SELECTED EXCERPT >>
Frédéric Bataille (/fr/; born 17 July 1850 in Mandeure, Franche-Comté - died 29 April 1946 in Besançon, Franche-Comté) was a French educator, poet and mycologist.

From 1870 to 1884 he was a schoolteacher in the vicinity of Montbéliard, relocating as an instructor to the lycée at Vanves in 1884. In 1905 he retired from teaching and settled in the city of Besançon. During his career, he was an accomplished poet, publishing books of poetry with titles such as Délassements (1873), Le Pinson de la mansarde (1875), Le clavier d'or (1884), La veille du péché (1886), Poèmes du soir (1889) and Choix de poésies (1892).

Around middle-age he developed a passion for mycology, being heavily influenced by naturalist Lucien Quélet. With Quélet, he was co-author of a monograph involving the genera Amanita and Lepiota, titled Flore monographique des Amanites et des Lépiotes. Bataille served as vice-president of the Société mycologique de France and president of the Société d'émulation du Doubs.

In mycological taxonomy, he is commemorated with the specific name of bataillei.

GOAL OF THE EXERCISE >> Please pick up the biography of Frédéric Bataille after its last sentence and continue it.

SOURCE INFORMATION >>
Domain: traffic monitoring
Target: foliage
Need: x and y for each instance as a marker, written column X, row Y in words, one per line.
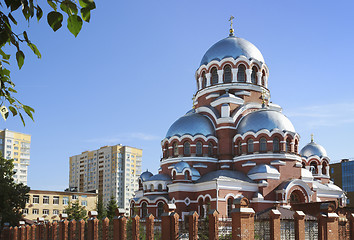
column 75, row 211
column 13, row 196
column 100, row 208
column 111, row 208
column 10, row 15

ANSWER TO THE EXERCISE >>
== Selected writings in mycology ==
- Les Bolets, classification et détermination des espèces. Bulletin de la Société d'histoire naturelle du Doubs, n° 15, 30 p. (1908) - Boletes, classification and determination of species.
- Champignons rares des environs de Besançon. Bulletin de la Société d'histoire naturelle du Doubs, n° 16, mai-décembre, 7 p. (1909) - Rare mushrooms in the vicinity of Besançon.
- Flore analytique des morilles et des helvelles. Besançon, l'auteur, 44 p. (1911) - Analyses of Morchella and Helvella.
- Les Réactions macrochimiques chez les champignons, suivies d'indications sur la morphologie des spores. Paris, P. Lechevallier, 172 p. (1948) - Macrochemical reactions involving mushrooms, etc.